TASK BRIEF >> Take the records below and set them down exactly, so that every line matches the original.

DATASET EXTRACT >>
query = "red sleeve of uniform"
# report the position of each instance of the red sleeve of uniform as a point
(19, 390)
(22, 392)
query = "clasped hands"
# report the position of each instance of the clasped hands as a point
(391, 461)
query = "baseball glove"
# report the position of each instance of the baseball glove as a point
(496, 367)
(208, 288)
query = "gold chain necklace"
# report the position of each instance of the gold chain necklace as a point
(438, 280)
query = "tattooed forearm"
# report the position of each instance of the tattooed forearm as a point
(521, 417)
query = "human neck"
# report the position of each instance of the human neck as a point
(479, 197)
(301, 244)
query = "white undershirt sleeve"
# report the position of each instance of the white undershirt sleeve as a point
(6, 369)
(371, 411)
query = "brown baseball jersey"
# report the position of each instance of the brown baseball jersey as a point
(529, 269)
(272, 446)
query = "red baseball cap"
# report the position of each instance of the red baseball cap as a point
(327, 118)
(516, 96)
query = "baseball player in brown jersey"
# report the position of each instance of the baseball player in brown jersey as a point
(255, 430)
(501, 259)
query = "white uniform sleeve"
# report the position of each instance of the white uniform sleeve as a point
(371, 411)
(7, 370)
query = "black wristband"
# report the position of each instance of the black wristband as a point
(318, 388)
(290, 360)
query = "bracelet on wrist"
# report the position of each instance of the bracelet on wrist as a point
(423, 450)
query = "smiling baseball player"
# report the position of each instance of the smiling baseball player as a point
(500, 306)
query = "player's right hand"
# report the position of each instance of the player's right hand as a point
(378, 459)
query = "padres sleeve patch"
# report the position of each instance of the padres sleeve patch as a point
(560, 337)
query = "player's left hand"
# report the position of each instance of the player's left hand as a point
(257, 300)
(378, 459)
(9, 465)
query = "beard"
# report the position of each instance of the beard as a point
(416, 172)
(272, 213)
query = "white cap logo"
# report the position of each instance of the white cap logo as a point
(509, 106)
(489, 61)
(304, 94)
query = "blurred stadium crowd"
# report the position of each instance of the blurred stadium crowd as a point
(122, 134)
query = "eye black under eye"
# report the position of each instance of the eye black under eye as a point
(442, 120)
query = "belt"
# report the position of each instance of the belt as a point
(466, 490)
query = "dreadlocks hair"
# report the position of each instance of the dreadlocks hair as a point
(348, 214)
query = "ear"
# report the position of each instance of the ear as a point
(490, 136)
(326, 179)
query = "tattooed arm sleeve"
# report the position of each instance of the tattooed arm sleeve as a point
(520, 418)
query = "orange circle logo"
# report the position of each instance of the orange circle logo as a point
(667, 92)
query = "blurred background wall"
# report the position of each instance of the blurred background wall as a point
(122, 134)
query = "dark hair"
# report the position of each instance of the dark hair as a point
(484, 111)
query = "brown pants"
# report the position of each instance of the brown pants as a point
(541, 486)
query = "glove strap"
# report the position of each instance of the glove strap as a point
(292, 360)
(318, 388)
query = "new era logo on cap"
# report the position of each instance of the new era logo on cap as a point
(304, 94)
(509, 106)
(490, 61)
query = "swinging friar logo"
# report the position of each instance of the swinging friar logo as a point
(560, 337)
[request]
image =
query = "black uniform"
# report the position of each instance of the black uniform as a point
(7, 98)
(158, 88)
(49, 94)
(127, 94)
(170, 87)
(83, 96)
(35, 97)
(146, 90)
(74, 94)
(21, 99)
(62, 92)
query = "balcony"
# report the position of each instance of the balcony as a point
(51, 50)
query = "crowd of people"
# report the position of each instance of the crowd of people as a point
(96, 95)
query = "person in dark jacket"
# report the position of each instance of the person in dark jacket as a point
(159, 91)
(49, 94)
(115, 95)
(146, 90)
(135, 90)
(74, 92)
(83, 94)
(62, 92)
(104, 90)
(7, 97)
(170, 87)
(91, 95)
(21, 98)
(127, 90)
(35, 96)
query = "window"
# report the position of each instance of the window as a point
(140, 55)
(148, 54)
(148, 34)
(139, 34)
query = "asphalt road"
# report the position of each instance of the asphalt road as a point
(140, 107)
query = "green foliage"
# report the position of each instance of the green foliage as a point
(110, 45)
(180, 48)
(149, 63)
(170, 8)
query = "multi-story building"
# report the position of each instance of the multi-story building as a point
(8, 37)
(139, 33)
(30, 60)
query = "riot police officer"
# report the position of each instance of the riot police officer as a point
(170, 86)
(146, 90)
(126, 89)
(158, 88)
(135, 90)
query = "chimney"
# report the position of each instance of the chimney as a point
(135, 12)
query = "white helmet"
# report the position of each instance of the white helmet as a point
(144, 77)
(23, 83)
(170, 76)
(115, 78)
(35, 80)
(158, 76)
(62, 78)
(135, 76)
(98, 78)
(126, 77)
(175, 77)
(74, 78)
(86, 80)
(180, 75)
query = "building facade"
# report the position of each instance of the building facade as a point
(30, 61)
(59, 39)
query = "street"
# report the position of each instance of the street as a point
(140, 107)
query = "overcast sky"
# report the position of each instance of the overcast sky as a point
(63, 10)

SOLUTION TO THIS PROBLEM >>
query = "red sleeve of uniform"
# report the position of each instance of the red sleeve of uniform as a point
(19, 390)
(22, 392)
query = "clasped hands"
# report the position of each instance of the clasped hands as a point
(391, 461)
query = "baseball glove"
# report the position of each instance of the baseball glove as a point
(496, 367)
(208, 288)
query = "gold chain necklace"
# report the position of each instance of the gold chain necklace as a point
(438, 280)
query = "tattooed forearm"
# report the position of each instance of the tattooed forearm as a point
(521, 417)
query = "human neck"
# report the position of each instance of the human neck as a point
(479, 197)
(301, 244)
query = "white undershirt sleeve"
# report the position of each instance of the white undershirt sleeve as a point
(6, 369)
(371, 411)
query = "brown baseball jersey"
# report the position of each instance of the brown baseball jersey as a point
(529, 269)
(272, 446)
query = "red baseball cap"
# report the position of each instance of the red baseball cap as a point
(327, 118)
(516, 96)
query = "baseball player in brown jersey"
# report the position of each instance of the baseball player in brown jersey as a point
(255, 430)
(501, 259)
query = "white uniform sleeve"
# report the position of each instance of the white uniform sleeve as a point
(371, 411)
(7, 370)
query = "black wristband"
# report the position of each instance of the black wristband as a point
(318, 388)
(290, 360)
query = "bracelet on wrist"
# report the position of each instance of the bracelet on wrist as a point
(423, 450)
query = "smiling baseball player"
# report the position of each instance of the smiling baseball player as a point
(500, 306)
query = "player's right hand"
# report the position of each instance of the player's right hand as a point
(378, 459)
query = "padres sleeve patch"
# report the position of each instance of the padres sleeve patch as a point
(560, 337)
query = "player's left hand"
# report the position of each instance of the player's left hand as a point
(257, 300)
(378, 459)
(9, 465)
query = "beard"
# report the position of each instance of the beard as a point
(416, 172)
(272, 213)
query = "white cap logo"
# report the position of each instance of the white cap logo as a point
(509, 106)
(489, 61)
(304, 94)
query = "blurred stadium crowd"
# report the position of each instance of the blurred stadium crowd as a point
(122, 134)
query = "eye black under eye"
# report the position of each instance of the eye black under eye as a point
(442, 120)
query = "belt"
# report the position of each instance of the belt as a point
(466, 490)
query = "dreadlocks hair"
# report the position of each instance of the dreadlocks hair as a point
(348, 214)
query = "ear"
# report the position of each instance of the ear as a point
(490, 136)
(326, 179)
query = "tattooed arm sleeve"
# report the position of each instance of the tattooed arm sleeve as a point
(520, 418)
query = "orange circle logo"
# report the position of each instance of the orange circle logo as a point
(667, 92)
query = "blurred background wall"
# report the position of each instance of the blurred background wall as a point
(122, 134)
query = "dark hair"
# report the position of each instance of the dark hair as a point
(484, 111)
query = "brown pants"
# report the position of each instance of the brown pants as a point
(541, 486)
query = "glove strap"
# report the position of each instance of the glove strap as a point
(292, 360)
(318, 388)
query = "new era logo on cap"
# report the position of each instance of the new era logo on cap as a point
(304, 94)
(509, 106)
(490, 61)
query = "swinging friar logo"
# report the position of each instance of the swinging friar logo as a point
(560, 337)
[request]
image =
query = "black uniform"
# report the position of each instance of the black uniform as a point
(7, 98)
(158, 88)
(49, 94)
(127, 94)
(170, 87)
(83, 96)
(35, 97)
(146, 90)
(74, 94)
(21, 99)
(62, 92)
query = "balcony"
# report the position of each instance of the balcony as a point
(51, 50)
query = "crowd of people"
# report the position of each instance of the crowd of people as a point
(96, 95)
query = "person in dark jacket"
# report the position of each instance of the person in dark jacket as a point
(159, 91)
(49, 94)
(115, 95)
(146, 90)
(135, 90)
(74, 92)
(83, 94)
(62, 92)
(104, 90)
(7, 97)
(170, 87)
(91, 95)
(21, 98)
(127, 90)
(35, 96)
query = "window"
# report the position of each instance of the window as a point
(140, 55)
(148, 54)
(148, 34)
(139, 34)
query = "asphalt road"
# report the position of each instance of the asphalt road as a point
(140, 107)
query = "green foliage"
# report the position of each instance of the green foliage as a point
(110, 45)
(180, 48)
(149, 63)
(170, 8)
query = "multi-story building"
# report the position of each instance of the multi-story building as a point
(8, 37)
(139, 33)
(30, 60)
query = "riot police officer"
# report the position of each instance of the riot police officer as a point
(170, 86)
(146, 90)
(126, 89)
(158, 88)
(135, 90)
query = "chimney"
# report the position of each instance of the chimney as a point
(135, 12)
query = "white helmet"
# report the position of each instance of the white helmet as a point
(144, 77)
(23, 83)
(170, 76)
(115, 78)
(35, 80)
(158, 76)
(62, 78)
(135, 76)
(98, 78)
(126, 77)
(175, 77)
(74, 78)
(86, 80)
(180, 75)
query = "building facade"
# report the position of each instance of the building facade as a point
(30, 61)
(59, 39)
query = "street"
# report the position of each instance of the street as a point
(140, 107)
query = "overcast sky"
# report the position of each instance of the overcast sky as a point
(63, 10)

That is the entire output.